Exercise instructions: Look below for the line containing "every white sailboat"; from there through the line containing "every green hillside", both lines included, please set down each line exactly and nothing else.

Collected data
# # # # #
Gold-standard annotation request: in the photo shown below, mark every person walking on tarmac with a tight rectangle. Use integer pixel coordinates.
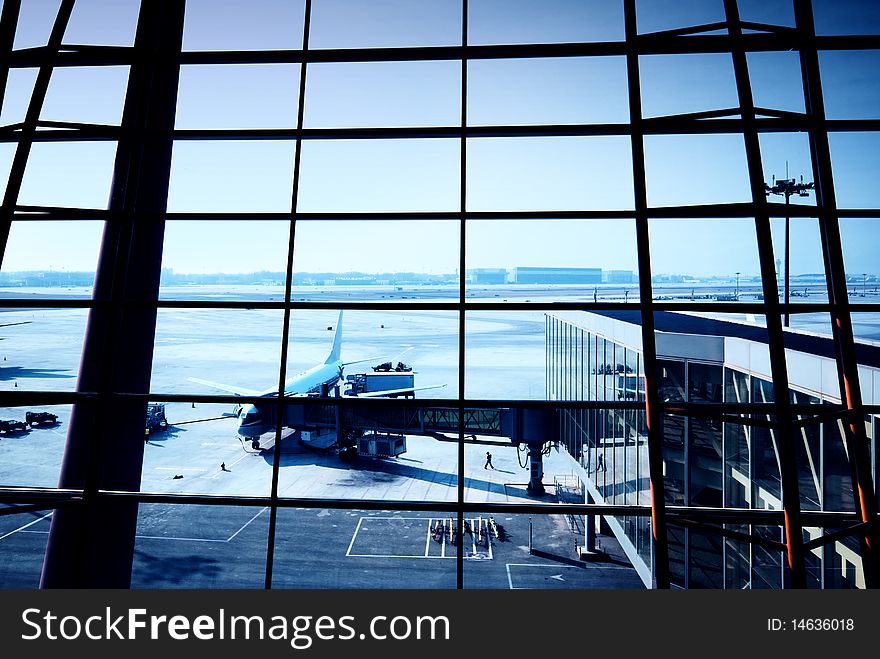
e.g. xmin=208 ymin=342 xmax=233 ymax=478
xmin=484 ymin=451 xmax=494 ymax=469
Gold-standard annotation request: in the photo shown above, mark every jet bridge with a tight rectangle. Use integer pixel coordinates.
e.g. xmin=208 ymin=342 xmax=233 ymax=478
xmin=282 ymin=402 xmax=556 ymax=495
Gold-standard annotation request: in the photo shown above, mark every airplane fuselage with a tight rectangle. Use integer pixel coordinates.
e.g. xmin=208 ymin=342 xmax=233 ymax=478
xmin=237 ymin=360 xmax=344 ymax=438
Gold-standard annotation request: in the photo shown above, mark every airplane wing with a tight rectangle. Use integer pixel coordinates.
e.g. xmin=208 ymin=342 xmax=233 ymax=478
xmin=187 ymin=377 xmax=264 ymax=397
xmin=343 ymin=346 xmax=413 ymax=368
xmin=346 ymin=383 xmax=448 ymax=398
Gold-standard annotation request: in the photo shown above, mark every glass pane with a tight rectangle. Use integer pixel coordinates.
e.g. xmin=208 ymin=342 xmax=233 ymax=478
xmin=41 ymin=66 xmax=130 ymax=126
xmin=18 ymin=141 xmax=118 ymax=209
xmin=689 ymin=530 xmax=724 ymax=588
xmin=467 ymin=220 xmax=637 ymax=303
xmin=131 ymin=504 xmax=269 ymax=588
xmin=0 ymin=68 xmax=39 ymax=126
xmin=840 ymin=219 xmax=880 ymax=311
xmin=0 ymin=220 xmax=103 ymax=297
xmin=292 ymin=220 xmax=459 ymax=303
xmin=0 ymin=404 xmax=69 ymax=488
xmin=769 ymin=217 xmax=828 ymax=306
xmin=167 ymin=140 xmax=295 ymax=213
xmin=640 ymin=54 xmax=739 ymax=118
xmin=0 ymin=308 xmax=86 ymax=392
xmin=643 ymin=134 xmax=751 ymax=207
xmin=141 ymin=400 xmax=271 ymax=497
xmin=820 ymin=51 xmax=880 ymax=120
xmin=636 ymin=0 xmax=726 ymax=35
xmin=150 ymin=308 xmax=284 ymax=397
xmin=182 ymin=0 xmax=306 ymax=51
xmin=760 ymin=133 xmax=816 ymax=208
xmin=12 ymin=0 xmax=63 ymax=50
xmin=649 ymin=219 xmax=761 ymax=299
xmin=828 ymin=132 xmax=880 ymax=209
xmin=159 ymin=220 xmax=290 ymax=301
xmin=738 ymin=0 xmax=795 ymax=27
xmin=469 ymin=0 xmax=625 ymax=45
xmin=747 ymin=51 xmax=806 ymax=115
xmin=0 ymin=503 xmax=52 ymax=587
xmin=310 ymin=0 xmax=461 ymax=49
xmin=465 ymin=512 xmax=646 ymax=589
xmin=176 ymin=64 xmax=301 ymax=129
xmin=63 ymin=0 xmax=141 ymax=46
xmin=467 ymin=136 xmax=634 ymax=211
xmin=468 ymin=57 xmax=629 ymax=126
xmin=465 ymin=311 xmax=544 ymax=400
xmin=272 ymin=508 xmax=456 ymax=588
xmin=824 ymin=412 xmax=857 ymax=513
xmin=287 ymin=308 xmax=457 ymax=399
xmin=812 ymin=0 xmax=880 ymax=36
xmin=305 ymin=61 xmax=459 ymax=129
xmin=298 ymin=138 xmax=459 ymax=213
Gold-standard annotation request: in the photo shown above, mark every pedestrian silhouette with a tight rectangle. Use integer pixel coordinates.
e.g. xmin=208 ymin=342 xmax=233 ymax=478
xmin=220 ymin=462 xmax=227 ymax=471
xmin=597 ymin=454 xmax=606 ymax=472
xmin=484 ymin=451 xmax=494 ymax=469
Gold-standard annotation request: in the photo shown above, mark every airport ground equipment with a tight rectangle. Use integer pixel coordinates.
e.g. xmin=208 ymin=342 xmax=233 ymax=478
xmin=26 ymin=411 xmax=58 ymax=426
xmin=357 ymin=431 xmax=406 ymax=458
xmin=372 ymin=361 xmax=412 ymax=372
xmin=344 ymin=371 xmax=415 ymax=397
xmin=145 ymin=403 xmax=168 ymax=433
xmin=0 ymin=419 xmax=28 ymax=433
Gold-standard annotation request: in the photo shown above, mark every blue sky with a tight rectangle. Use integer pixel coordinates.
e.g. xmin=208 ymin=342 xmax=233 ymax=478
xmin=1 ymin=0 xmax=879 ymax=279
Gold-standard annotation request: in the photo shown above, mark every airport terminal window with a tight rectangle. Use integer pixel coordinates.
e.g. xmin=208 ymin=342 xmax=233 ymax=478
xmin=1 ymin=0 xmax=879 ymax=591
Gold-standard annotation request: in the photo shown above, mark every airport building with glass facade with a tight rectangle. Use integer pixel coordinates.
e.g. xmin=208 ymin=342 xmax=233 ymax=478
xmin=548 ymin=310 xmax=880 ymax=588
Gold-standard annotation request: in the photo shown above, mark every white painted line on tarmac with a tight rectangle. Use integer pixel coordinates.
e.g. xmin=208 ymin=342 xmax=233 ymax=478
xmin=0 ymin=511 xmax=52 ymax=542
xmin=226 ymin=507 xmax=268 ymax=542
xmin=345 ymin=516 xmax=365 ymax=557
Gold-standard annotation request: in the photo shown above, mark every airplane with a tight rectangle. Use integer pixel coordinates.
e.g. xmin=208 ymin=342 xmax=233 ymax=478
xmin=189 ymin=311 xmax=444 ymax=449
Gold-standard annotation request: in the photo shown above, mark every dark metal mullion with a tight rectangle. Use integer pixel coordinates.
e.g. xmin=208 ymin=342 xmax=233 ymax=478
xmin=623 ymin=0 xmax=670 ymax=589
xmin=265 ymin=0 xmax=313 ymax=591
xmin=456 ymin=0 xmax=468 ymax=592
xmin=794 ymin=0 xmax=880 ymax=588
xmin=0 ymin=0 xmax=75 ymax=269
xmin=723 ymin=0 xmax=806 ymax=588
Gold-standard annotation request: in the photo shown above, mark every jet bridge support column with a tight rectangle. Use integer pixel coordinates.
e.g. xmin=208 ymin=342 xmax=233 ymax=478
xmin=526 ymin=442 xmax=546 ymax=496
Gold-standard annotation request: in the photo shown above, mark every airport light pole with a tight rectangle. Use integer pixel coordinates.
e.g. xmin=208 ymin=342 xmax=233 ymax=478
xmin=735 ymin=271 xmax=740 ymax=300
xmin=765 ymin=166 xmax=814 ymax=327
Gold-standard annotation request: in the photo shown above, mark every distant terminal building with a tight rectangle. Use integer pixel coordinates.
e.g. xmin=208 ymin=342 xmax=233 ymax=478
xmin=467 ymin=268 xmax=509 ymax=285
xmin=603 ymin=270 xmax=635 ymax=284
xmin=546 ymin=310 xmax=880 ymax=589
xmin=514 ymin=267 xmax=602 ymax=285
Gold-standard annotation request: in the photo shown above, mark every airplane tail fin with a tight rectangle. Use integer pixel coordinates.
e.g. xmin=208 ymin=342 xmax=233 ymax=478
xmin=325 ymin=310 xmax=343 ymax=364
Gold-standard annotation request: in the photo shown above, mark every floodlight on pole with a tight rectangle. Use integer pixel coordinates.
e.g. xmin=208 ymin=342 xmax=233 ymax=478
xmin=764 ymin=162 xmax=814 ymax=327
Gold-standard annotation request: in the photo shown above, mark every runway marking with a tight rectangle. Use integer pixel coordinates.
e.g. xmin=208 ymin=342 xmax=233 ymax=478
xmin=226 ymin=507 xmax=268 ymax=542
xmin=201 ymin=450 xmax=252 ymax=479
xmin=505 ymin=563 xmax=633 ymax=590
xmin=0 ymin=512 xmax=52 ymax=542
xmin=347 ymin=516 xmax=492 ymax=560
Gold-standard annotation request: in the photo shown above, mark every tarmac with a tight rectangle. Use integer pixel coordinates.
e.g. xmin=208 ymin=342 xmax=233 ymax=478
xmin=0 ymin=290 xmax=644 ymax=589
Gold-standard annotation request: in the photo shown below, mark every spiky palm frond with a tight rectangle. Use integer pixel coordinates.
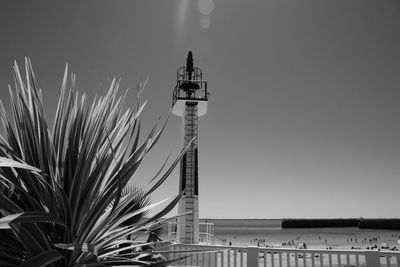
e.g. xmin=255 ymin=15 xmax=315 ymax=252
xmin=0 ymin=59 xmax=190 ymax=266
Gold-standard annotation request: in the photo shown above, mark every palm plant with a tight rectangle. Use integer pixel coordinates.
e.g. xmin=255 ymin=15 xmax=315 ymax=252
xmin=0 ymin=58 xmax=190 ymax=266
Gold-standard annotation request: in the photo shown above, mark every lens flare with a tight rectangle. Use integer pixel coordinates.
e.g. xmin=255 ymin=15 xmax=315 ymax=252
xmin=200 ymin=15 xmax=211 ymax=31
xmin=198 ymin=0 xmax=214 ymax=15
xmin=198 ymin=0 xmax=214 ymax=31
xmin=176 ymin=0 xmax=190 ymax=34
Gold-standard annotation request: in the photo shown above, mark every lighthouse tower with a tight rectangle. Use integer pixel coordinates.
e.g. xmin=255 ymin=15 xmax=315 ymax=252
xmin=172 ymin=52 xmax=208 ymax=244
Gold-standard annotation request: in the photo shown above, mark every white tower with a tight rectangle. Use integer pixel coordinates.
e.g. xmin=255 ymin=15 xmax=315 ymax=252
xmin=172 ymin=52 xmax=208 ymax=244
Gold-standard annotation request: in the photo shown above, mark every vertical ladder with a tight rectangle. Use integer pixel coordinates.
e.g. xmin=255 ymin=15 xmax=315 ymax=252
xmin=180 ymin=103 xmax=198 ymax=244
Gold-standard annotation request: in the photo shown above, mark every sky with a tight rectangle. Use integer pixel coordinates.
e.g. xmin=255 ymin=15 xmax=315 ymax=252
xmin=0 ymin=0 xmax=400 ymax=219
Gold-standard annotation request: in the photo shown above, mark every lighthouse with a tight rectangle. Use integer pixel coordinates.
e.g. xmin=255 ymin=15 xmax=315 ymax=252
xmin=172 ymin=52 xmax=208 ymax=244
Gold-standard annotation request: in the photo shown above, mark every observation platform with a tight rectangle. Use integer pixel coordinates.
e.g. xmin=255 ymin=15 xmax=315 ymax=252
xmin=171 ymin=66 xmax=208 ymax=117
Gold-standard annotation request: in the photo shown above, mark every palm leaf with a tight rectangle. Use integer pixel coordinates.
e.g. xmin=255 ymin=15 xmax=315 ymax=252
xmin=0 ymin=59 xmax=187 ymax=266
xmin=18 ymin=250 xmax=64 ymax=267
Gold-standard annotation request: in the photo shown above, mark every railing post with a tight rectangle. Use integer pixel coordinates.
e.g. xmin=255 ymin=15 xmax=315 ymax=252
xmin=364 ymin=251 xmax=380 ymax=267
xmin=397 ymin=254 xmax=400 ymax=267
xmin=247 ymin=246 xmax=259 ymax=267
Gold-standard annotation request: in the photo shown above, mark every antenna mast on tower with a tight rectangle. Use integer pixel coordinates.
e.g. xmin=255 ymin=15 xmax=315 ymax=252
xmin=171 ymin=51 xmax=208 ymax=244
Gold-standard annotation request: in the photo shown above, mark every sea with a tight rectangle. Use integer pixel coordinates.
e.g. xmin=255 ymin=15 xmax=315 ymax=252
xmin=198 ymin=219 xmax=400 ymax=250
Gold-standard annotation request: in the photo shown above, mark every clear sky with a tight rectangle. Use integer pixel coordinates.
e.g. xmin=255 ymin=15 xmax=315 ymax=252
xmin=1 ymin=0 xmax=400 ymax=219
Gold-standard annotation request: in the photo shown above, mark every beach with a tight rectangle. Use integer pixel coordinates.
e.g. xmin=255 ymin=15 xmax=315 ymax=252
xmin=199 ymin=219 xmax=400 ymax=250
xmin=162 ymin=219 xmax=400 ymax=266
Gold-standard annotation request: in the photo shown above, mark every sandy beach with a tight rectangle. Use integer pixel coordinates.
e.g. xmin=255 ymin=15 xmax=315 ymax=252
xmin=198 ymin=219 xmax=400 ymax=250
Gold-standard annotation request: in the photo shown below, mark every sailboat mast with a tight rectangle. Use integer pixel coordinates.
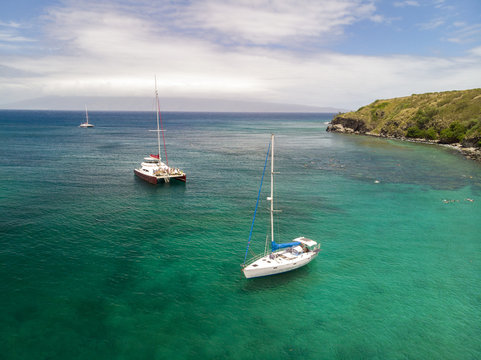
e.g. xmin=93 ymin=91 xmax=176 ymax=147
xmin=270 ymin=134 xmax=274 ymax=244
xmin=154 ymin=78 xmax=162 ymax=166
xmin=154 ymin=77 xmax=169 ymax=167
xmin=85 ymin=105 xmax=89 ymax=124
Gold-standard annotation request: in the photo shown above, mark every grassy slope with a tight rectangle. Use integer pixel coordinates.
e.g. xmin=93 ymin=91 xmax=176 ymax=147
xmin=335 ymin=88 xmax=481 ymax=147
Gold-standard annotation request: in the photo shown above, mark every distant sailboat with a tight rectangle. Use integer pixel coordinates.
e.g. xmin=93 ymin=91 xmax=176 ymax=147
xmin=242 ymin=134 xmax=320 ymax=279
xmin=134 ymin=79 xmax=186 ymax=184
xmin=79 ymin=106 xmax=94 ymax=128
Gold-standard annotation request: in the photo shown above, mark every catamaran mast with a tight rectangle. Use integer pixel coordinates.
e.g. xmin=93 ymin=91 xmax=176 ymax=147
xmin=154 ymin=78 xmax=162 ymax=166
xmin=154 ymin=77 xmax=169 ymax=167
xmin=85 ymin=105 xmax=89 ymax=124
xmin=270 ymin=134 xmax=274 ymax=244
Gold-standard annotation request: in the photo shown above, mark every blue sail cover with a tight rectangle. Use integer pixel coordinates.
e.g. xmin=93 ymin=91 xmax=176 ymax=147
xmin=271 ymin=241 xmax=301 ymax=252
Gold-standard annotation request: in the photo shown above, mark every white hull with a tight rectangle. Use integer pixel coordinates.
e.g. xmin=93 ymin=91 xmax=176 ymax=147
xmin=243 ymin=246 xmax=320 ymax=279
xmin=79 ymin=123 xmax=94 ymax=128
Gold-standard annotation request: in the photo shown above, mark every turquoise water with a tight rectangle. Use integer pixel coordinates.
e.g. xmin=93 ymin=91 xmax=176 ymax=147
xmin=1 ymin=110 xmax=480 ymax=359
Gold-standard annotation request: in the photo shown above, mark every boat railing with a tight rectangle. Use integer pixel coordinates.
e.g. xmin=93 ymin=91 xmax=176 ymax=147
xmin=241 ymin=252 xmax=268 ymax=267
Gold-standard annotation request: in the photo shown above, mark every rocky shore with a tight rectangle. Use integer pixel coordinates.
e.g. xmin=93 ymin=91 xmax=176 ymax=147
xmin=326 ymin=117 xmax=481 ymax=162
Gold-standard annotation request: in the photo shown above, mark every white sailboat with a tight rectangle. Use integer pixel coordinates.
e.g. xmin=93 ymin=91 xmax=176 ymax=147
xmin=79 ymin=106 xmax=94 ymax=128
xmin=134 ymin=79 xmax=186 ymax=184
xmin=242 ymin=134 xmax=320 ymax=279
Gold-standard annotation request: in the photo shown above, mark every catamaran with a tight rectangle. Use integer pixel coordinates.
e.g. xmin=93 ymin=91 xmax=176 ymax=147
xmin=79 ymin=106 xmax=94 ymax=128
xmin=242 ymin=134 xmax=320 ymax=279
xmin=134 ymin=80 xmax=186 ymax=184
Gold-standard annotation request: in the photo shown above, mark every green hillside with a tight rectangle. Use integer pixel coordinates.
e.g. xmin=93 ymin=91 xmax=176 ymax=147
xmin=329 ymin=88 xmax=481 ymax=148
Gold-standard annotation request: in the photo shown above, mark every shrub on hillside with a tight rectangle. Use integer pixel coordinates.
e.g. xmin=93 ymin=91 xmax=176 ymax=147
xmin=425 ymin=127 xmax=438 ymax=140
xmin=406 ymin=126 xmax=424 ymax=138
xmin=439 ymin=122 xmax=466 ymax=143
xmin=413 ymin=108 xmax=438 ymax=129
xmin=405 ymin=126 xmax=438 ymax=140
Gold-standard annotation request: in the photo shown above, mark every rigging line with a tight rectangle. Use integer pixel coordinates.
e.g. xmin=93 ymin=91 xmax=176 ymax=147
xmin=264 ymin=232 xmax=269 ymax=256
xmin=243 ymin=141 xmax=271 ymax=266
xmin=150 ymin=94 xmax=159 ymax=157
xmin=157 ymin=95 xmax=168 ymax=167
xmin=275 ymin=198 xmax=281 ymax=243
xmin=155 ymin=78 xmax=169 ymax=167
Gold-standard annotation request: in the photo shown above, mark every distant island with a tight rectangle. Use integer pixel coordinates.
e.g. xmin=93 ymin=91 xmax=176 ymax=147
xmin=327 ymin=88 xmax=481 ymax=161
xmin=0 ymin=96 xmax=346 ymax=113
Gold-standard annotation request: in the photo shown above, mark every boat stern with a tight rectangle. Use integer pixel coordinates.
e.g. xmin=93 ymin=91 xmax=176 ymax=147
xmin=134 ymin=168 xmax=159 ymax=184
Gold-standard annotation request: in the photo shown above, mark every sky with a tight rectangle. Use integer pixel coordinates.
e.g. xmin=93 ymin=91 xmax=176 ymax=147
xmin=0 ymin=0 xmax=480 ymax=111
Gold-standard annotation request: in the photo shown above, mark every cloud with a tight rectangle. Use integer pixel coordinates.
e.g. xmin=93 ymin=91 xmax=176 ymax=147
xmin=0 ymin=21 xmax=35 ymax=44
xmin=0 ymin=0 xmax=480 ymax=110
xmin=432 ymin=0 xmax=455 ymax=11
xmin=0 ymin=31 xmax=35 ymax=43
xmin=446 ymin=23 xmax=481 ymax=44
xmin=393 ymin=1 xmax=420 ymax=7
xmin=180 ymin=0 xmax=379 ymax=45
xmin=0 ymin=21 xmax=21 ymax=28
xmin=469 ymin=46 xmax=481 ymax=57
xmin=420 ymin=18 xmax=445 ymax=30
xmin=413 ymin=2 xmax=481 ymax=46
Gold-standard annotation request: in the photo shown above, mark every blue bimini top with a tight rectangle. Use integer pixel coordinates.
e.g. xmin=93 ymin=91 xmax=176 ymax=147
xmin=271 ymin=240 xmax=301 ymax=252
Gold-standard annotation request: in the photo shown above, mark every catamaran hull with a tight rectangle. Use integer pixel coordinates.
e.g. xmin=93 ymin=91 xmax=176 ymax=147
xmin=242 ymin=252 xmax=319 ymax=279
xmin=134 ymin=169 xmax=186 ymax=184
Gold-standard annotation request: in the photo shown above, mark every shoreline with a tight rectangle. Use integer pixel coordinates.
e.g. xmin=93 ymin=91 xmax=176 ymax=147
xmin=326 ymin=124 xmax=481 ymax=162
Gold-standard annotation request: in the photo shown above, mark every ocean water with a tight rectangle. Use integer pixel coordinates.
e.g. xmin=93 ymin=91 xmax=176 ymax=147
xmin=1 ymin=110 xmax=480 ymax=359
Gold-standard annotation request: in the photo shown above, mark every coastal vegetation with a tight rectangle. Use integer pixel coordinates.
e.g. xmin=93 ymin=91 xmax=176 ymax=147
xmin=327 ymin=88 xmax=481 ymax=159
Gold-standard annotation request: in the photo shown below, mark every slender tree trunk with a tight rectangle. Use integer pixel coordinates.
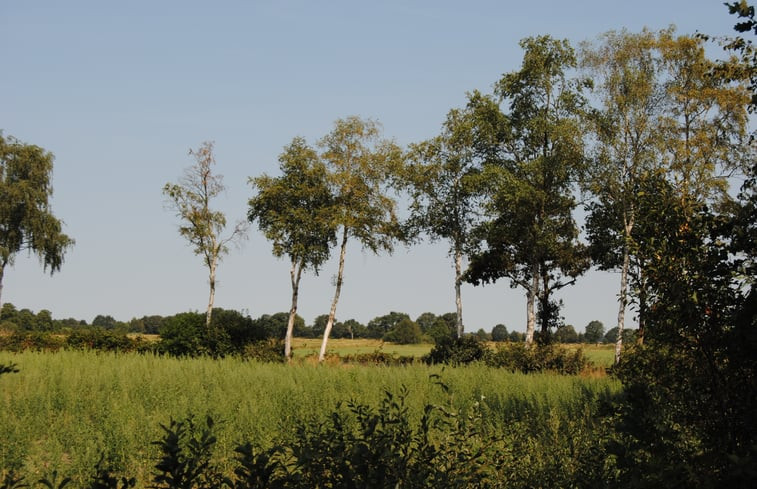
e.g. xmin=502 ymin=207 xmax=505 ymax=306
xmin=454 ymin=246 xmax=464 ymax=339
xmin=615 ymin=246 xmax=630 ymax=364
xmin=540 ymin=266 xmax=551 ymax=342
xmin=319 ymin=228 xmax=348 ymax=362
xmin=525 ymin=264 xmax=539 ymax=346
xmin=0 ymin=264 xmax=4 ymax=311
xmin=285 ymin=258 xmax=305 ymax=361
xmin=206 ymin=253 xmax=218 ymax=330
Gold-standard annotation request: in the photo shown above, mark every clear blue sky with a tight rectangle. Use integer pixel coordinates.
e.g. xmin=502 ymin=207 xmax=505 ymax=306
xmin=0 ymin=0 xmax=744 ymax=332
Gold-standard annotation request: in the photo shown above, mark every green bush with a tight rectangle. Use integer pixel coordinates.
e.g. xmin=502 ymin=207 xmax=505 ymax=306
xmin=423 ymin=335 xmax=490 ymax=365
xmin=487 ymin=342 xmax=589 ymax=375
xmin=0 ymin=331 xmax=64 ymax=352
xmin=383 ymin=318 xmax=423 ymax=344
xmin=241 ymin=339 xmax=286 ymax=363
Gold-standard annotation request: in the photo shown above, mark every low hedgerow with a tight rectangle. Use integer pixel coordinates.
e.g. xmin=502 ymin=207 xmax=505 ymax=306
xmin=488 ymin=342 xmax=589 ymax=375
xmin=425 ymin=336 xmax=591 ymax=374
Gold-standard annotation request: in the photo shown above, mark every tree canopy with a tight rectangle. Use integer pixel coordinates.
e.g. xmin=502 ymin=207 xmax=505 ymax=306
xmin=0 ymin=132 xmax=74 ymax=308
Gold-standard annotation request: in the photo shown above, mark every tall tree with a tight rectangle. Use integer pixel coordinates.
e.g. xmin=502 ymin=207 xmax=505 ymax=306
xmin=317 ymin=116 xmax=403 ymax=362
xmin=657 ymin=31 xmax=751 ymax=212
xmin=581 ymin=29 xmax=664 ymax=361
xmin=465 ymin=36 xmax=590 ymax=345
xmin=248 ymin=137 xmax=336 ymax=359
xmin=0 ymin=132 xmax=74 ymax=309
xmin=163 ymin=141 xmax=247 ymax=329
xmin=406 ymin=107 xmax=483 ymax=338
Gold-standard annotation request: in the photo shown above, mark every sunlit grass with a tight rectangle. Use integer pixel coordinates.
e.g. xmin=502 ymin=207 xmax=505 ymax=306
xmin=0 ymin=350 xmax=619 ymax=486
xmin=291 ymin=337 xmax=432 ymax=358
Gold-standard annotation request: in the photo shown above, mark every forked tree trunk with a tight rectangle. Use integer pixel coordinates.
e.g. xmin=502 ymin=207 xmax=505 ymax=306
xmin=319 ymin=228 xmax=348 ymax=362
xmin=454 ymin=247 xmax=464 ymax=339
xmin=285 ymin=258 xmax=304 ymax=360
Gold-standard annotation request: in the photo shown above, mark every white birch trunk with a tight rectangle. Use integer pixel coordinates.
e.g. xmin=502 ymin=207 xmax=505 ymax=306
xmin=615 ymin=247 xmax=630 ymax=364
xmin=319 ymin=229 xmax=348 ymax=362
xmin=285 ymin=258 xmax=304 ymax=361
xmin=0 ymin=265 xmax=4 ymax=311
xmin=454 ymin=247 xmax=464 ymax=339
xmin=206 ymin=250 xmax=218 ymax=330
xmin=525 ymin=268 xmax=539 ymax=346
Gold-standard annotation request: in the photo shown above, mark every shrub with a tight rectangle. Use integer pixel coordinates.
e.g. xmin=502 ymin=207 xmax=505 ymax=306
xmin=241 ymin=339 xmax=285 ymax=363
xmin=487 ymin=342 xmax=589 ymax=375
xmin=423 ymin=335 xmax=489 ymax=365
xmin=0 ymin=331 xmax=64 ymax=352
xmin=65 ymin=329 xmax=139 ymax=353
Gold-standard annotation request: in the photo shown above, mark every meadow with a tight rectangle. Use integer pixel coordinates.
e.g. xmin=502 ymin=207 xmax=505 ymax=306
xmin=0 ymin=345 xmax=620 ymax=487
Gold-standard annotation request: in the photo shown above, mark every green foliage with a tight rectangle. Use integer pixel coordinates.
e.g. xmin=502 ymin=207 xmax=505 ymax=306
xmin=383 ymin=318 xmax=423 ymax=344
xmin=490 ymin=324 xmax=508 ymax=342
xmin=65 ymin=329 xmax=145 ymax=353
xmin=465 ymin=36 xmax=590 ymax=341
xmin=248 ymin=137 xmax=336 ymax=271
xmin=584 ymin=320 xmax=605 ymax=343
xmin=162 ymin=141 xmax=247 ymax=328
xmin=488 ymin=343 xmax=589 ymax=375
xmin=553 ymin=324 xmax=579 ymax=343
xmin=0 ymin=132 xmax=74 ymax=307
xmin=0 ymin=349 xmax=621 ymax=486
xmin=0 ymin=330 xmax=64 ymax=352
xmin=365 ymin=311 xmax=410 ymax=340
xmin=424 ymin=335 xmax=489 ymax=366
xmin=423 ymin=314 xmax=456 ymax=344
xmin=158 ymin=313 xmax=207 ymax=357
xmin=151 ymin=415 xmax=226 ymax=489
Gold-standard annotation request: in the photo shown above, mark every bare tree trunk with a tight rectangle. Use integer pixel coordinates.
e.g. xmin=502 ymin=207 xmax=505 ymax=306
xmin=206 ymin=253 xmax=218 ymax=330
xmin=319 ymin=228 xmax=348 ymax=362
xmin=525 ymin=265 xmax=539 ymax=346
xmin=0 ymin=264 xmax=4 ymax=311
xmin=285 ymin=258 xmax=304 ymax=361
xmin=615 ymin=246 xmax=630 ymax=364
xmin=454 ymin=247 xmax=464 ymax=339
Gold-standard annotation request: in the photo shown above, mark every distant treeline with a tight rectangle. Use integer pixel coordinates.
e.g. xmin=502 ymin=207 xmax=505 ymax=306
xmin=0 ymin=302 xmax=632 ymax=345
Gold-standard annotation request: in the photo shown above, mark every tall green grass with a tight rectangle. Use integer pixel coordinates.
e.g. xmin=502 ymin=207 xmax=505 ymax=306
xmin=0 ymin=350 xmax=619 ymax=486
# # # # #
Exercise output:
Gold-standard annotation request: in the photo shown above, mark every white sailboat with a tight rectangle. Use integer pixel coordinates.
e.g. xmin=93 ymin=91 xmax=176 ymax=147
xmin=79 ymin=106 xmax=94 ymax=128
xmin=134 ymin=79 xmax=186 ymax=184
xmin=242 ymin=134 xmax=320 ymax=279
Gold-standard annotation request: in the photo shown above, mark every catamaran with a tight rectangle. Use integer pixel coordinates.
e.g. xmin=93 ymin=91 xmax=176 ymax=147
xmin=79 ymin=106 xmax=94 ymax=128
xmin=242 ymin=134 xmax=320 ymax=279
xmin=134 ymin=80 xmax=186 ymax=184
Gold-standard annotation request: in the photo shown above, mark every green hillside with a tight rectangle. Use integer pixel coordinates.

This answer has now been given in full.